▶ BRIEF 1: In the text on the 1922 Rutgers Queensmen football team, by what total score did the Queensmen outscore their opponents?
▶ BRIEF 2: Decide whether each statement agrees with the text on the 1922 Rutgers Queensmen football team: (a) The team's home stadium was Neilson Field. (b) George Sanford entered the College Football Hall of Fame in 1922. (c) The team belonged to a conference. Answer yes or no for each, quoting the deciding words.
▶ BRIEF 3: Rewrite the text on the 1922 Rutgers Queensmen football team from "The 1922 Rutgers" to "Fame in 1971.", putting "outpointed" in place of "outscored".

▶ EXCERPT TO READ:
☆ ☆ ☆ ☆ ☆

- Conference: Independent
- Record: 5–4
- Head coach: George Sanford (10th season);
- Home stadium: Neilson Field

= 1922 Rutgers Queensmen football team =

American college football season

The 1922 Rutgers Queensmen football team represented Rutgers University as an independent during the 1922 college football season. In their 10th season under head coach George Sanford, the Queensmen compiled a 5–4 record and outscored their opponents, 133 to 117. Sanford was inducted into the College Football Hall of Fame in 1971.

☆ ☆ ☆ ☆ ☆

▶ RECORDED INFORMATION:
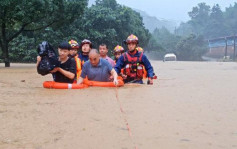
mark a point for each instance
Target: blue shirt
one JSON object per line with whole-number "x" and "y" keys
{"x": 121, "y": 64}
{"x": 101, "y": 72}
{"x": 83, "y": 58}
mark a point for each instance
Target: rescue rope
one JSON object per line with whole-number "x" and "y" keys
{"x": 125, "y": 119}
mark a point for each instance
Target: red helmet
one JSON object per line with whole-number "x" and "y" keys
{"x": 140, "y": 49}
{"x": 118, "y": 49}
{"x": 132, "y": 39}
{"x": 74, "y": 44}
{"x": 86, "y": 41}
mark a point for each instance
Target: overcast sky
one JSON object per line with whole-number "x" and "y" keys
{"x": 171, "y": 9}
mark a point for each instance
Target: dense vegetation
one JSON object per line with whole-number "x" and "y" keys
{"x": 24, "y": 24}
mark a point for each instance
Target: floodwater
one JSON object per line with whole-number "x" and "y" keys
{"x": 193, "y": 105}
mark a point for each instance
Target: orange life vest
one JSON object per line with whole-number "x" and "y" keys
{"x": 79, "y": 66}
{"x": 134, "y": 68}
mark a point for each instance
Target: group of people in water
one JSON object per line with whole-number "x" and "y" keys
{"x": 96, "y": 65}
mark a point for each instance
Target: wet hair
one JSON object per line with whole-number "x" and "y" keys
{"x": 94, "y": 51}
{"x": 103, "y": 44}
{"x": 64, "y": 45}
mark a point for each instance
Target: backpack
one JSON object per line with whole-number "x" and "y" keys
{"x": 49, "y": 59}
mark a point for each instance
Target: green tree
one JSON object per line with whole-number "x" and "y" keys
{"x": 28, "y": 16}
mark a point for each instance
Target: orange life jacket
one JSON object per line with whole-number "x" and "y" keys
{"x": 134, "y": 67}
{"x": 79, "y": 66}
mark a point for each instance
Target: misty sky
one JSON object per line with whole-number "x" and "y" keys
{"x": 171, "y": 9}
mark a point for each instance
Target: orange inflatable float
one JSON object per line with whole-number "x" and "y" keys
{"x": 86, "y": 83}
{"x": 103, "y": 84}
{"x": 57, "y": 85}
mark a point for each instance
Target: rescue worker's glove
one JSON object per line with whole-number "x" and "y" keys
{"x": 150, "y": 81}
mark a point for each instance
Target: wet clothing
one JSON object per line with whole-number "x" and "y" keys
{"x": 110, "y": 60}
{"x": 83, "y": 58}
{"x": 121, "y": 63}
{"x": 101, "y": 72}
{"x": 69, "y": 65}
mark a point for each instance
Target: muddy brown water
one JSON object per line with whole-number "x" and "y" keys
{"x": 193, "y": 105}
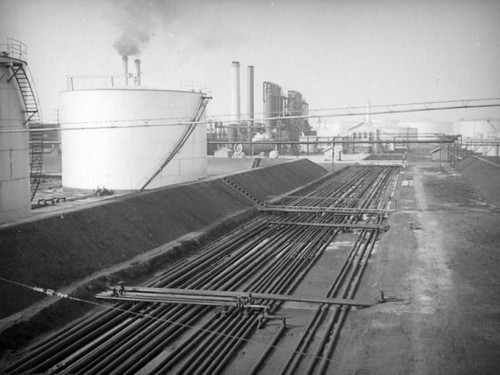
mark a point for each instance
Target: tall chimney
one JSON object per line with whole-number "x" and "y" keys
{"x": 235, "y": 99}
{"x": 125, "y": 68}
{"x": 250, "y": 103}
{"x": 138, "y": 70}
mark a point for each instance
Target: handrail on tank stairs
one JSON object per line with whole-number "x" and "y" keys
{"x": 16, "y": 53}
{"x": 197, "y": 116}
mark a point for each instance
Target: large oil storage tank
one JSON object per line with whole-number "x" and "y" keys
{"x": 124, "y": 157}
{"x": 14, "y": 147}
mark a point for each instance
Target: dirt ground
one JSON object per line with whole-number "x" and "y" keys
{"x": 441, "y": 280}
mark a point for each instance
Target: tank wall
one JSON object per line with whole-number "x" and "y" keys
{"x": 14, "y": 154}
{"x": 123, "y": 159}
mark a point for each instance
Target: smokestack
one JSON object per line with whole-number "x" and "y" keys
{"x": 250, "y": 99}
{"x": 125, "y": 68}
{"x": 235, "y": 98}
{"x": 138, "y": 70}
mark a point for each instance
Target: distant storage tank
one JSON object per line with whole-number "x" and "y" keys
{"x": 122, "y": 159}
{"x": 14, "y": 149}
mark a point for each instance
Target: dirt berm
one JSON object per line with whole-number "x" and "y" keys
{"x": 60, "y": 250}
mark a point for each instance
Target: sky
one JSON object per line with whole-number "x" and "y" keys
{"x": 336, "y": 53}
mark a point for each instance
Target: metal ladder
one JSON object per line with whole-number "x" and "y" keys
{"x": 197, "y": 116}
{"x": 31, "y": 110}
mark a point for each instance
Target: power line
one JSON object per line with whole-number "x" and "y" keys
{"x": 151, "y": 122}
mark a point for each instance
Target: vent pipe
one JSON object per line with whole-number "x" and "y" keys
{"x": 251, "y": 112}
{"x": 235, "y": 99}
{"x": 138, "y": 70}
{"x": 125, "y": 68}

☆ ☆ ☆ ☆ ☆

▶ CORRECT RESPONSE 1: 133 to 117

▶ CORRECT RESPONSE 2:
(a) Yes: "Home stadium: Neilson Field"
(b) No: "Sanford was inducted into the College Football Hall of Fame in 1971."
(c) No: "represented Rutgers University as an independent"

▶ CORRECT RESPONSE 3:
The 1922 Rutgers Queensmen football team represented Rutgers University as an independent during the 1922 college football season. In their 10th season under head coach George Sanford, the Queensmen compiled a 5–4 record and outpointed their opponents, 133 to 117. Sanford was inducted into the College Football Hall of Fame in 1971.